Records contained in a dataset:

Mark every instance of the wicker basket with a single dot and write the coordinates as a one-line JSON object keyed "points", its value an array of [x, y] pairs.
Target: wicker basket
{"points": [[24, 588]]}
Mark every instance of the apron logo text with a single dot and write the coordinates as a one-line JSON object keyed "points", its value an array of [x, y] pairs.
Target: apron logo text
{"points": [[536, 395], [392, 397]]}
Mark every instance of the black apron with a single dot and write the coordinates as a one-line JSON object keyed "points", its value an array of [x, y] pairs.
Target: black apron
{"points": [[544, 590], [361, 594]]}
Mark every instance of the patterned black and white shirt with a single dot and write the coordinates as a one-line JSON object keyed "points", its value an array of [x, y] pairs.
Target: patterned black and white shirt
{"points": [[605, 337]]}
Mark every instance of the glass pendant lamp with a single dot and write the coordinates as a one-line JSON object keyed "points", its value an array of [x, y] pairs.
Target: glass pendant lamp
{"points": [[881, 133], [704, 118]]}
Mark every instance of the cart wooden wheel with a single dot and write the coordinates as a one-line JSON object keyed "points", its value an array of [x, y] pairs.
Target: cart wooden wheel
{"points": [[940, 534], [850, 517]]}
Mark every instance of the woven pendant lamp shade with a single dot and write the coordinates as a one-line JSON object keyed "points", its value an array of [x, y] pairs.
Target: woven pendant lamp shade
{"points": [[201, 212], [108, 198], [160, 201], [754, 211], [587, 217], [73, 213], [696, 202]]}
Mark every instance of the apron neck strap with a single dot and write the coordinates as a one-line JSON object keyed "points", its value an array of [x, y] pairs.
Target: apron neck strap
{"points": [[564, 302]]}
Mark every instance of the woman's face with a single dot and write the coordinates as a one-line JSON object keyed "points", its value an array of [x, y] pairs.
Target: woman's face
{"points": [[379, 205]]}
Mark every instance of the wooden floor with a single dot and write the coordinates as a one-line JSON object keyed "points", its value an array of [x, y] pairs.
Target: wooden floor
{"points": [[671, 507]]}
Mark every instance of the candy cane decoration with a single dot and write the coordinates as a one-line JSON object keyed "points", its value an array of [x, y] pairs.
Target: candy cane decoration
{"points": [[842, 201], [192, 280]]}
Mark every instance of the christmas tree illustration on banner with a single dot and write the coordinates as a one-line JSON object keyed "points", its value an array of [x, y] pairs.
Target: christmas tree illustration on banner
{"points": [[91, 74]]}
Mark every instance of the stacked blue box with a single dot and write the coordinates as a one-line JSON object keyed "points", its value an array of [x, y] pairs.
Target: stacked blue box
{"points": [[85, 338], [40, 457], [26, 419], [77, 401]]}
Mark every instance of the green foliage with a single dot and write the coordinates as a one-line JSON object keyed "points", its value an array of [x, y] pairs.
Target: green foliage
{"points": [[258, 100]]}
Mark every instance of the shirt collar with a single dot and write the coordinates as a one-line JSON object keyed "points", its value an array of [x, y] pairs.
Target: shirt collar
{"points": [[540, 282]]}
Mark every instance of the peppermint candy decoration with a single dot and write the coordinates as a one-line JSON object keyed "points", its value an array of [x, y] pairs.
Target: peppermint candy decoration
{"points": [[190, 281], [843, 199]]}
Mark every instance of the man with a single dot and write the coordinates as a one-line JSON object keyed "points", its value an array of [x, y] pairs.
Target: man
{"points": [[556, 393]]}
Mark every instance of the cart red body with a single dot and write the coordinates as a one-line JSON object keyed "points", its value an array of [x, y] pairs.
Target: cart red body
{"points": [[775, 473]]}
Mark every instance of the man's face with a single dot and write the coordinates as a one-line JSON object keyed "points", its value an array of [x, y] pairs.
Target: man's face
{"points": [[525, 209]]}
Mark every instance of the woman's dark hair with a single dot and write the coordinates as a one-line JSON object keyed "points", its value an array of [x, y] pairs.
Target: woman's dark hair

> _Your task_
Output all of the data again. Match it exactly.

> _Completed task_
Mark every instance of the wicker basket with a single dot and write the coordinates as a one-line JSON object keyed "points", its value an array of [x, y] pairs.
Target: wicker basket
{"points": [[24, 588]]}
Mark every instance of the apron logo text with a single dot and write the coordinates as a one-line JSON object keyed "points", its value an array of [x, y] pairs.
Target: apron logo text
{"points": [[536, 395], [392, 397]]}
Mark every instance of the black apron with a single dot and write the coordinates as a one-line JSON object keyed "points", its value an array of [x, y] pairs.
Target: black apron
{"points": [[544, 590], [361, 594]]}
Mark every instance of the patterned black and white shirt with a single dot and write the coordinates as a one-line JSON object keyed "points", its value an array of [x, y] pairs.
Target: patterned black and white shirt
{"points": [[605, 337]]}
Mark every instance of the glass pendant lamp with a single dot and write the coordinates as a one-line JSON object keyed "points", its value an array of [x, y] pairs.
Target: glass pendant lamp
{"points": [[881, 133], [704, 118]]}
Mark every instance of the cart wooden wheel with a single dot and write the coordinates as a one-line JSON object keyed "points", its value an array of [x, y] pairs.
Target: cart wooden wheel
{"points": [[940, 534], [850, 517]]}
Mark every instance of the woven pendant lamp shade with a single dot and write the coordinates as a one-line JSON object keyed "points", its value an array of [x, y] pairs.
Target: woven pendant lamp shade
{"points": [[201, 212], [108, 198], [160, 201], [754, 211], [587, 217], [73, 213], [696, 202]]}
Mark every instance of the apron neck strap with a single dot and write the coordinates as a one-line JSON object keyed "points", its value an array of [x, y] pairs.
Target: apron neck strap
{"points": [[564, 302]]}
Mark every instance of the woman's face with a single dot and write the coordinates as a one-line JSON object keyed "points", its value an array of [x, y] pairs.
Target: woman's face
{"points": [[379, 205]]}
Mark every instance of the wooden floor with a single dot and write the coordinates as a one-line JSON object keyed "points", its value an array of [x, y] pairs.
Target: wooden floor
{"points": [[671, 507]]}
Mark every instance of the candy cane decoration with a single dot and write the coordinates as a one-line JSON object keyed "points", its value an array of [x, y] pairs.
Target: candy cane decoration
{"points": [[842, 201], [192, 280]]}
Mark every instance of the christmas tree illustration on banner with a single dot and write the coordinates as a one-line JSON object keyed "points", its value an array of [x, y] pairs.
Target: christmas tree illustration on banner
{"points": [[91, 74]]}
Mark every instance of the stacked blue box with a single dot and write the coordinates as a one-line JSON object keyed "points", its value an array of [x, y] pairs.
Target: stacked blue box
{"points": [[85, 338], [40, 457], [26, 419], [77, 401]]}
Mark every instance of the green foliage with a single dot and write the coordinates as a one-line JSON object keyed "points", its value an array of [x, y] pairs.
Target: green foliage
{"points": [[258, 100]]}
Mark every instance of the shirt collar with a single dot and write the coordinates as a one-line JSON object keyed "points", its value an array of [x, y] pairs.
Target: shirt collar
{"points": [[540, 282]]}
Mark every instance of the peppermint candy decoration with a single dot and write the coordinates as a one-line JSON object keyed "points", its value an array of [x, y] pairs.
Target: peppermint candy decoration
{"points": [[190, 281], [843, 199]]}
Mark every instance of the man with a single dot and write the coordinates as a one-line JSON object keyed "points", its value an array of [x, y] pairs.
Target: man
{"points": [[556, 393]]}
Mark every instance of the cart red body with a single dot and write the coordinates as a one-line JSON object keyed "points", its value an array of [x, y] pairs.
Target: cart red body
{"points": [[775, 473]]}
Mark every instance of the man's face with a single dot and write the coordinates as a one-line JSON object keyed "points", its value an array of [x, y] pairs.
Target: man's face
{"points": [[525, 209]]}
Mark every instance of the woman's dark hair with a single dot and write the coordinates as a one-line JSON object keyed "points", its value an array of [x, y] pairs.
Target: woman's dark hair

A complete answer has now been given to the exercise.